Changer le système éducatif, c’est un défi impossible ?

Il existe d’autres modèles, depuis longtemps. Le modèle des écoles démocratiques organise l’enseignement pour que chacun se sente libre et y trouve du sens. Dans ces établissements, issus d’un mouvement lancé aux États-Unis par la Sudbury Valley School créée en 1968, chaque élève est libre de choisir ses activités en fonction de ses motivations et de ses aspirations, et ce dès son arrivée à l’école, c’est-à-dire à partir de 3 ans. L’élève les mène à son rythme, entouré des autres « membres » de l’établissement – élèves et adultes sont tous égaux et ont le même pouvoir de décision sur le fonctionnement de l’école.

« L’inertie du système éducatif se retrouve ensuite dans les entreprises »

Lorsqu’on a été formé d’une certaine façon, est-il encore possible de se libérer de ce formatage ?

C’est difficile. À l’école 42, les étudiants ne veulent pas être libres quand ils arrivent. Quand tu leur dis : « Vous faites ce que vous voulez », ils n’en ont vraiment pas envie. Ils sont même très en colère. C’est beaucoup plus rassurant quand on te dit quoi faire. À 42, avec la mise en place d’une communauté apprenante peer to peer, sans cours ni professeur, je ne cherchais pas à transmettre un savoir, mais à rendre les étudiants autonomes tout en développant leurs compétences collaboratives et métacognitives. Décider par soi-même est le plus beau cadeau qu’un enseignant puisse offrir à ses élèves, non ?

Ce mode de fonctionnement pourrait s’appliquer aux décideurs ?

Oui, car l’inertie du système éducatif se retrouve ensuite dans les entreprises. J’ai longuement échangé avec le PDG d’une grande entreprise partenaire de 42 dont les cadres dirigeants étaient formés au sein de grandes écoles. Il y a eu de grands progrès, mais ils se renvoient toujours la balle : quand tu discutes avec les cadres sup, ils t’expliquent que c’est leur direction qui les infantilise ; et quand tu prends un café avec le CEO, il te dit que ses collaborateurs ne veulent pas prendre de décisions et qu’ils pantouflent. Tous sont honnêtes dans ce qu’ils me racontent, car c’est un système qui s’autogénère.

Comment retrouver une réelle capacité d’initiative, dans ces conditions ?

D’une certaine façon, il faut désapprendre. Les connaissances que l’on a, souvent obsolètes, structurent nos choix, et ce n’est pas de nouvelles connaissances qui vont changer notre architecture de décision. C’est au moment où l’on touche ses limites personnelles que l’on apprend à les accepter et à faire avec, en prenant conscience de ses potentiels, de ses différences et de ses limites. Ce travail personnel conduit à accepter de devoir interdépendre avec les autres autant que de soi, ce qui paradoxalement conduit à développer une forte autonomie collective. On finit par intégrer individuellement la force du collectif car on se sent capable d’un possible commun. N’est-ce pas cela, devenir décideurs ?

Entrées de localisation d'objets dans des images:
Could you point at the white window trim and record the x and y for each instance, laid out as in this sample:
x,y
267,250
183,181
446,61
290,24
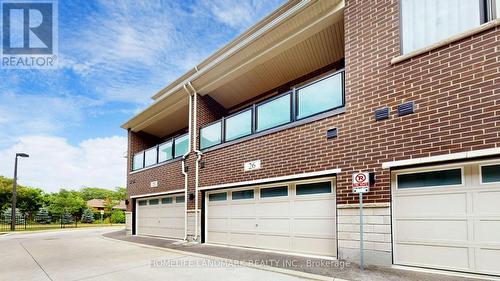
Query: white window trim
x,y
485,26
481,173
431,169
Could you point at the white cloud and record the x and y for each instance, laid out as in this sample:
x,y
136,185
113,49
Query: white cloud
x,y
54,163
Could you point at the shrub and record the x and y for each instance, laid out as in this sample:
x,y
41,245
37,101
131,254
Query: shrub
x,y
88,216
117,216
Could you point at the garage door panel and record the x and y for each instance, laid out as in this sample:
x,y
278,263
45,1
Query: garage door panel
x,y
243,210
428,230
220,224
274,242
318,246
242,224
451,204
488,230
488,260
433,256
274,226
273,209
314,227
292,223
243,239
448,227
488,202
314,208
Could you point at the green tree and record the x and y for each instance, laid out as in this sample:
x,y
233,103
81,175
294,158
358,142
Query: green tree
x,y
88,216
66,201
7,216
42,216
117,216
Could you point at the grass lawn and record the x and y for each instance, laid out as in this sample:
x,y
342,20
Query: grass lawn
x,y
54,226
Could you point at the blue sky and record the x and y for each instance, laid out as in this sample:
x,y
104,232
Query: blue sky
x,y
113,56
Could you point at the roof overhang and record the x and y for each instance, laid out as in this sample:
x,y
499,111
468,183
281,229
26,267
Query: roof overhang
x,y
297,38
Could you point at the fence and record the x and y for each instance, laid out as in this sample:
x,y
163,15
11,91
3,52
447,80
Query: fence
x,y
28,222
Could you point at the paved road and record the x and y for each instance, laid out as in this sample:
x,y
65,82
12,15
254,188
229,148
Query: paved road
x,y
85,255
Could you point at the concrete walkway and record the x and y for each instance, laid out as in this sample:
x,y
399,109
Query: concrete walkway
x,y
330,270
84,254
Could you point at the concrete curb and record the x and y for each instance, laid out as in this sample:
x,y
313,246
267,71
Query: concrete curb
x,y
260,267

→ Consigne écrite 1
Selon l'entretien sur le système éducatif, en quelle année la Sudbury Valley School a-t-elle été créée ?
→ Consigne écrite 2
Recopiez le passage de l'entretien sur le système éducatif qui va de « D’une certaine façon, il » à « devenir décideurs ? », bornes incluses.
Ces entrées proviennent d'une autre source.

→ Solution complète 1
En 1968.

→ Solution complète 2
D’une certaine façon, il faut désapprendre. Les connaissances que l’on a, souvent obsolètes, structurent nos choix, et ce n’est pas de nouvelles connaissances qui vont changer notre architecture de décision. C’est au moment où l’on touche ses limites personnelles que l’on apprend à les accepter et à faire avec, en prenant conscience de ses potentiels, de ses différences et de ses limites. Ce travail personnel conduit à accepter de devoir interdépendre avec les autres autant que de soi, ce qui paradoxalement conduit à développer une forte autonomie collective. On finit par intégrer individuellement la force du collectif car on se sent capable d’un possible commun. N’est-ce pas cela, devenir décideurs ?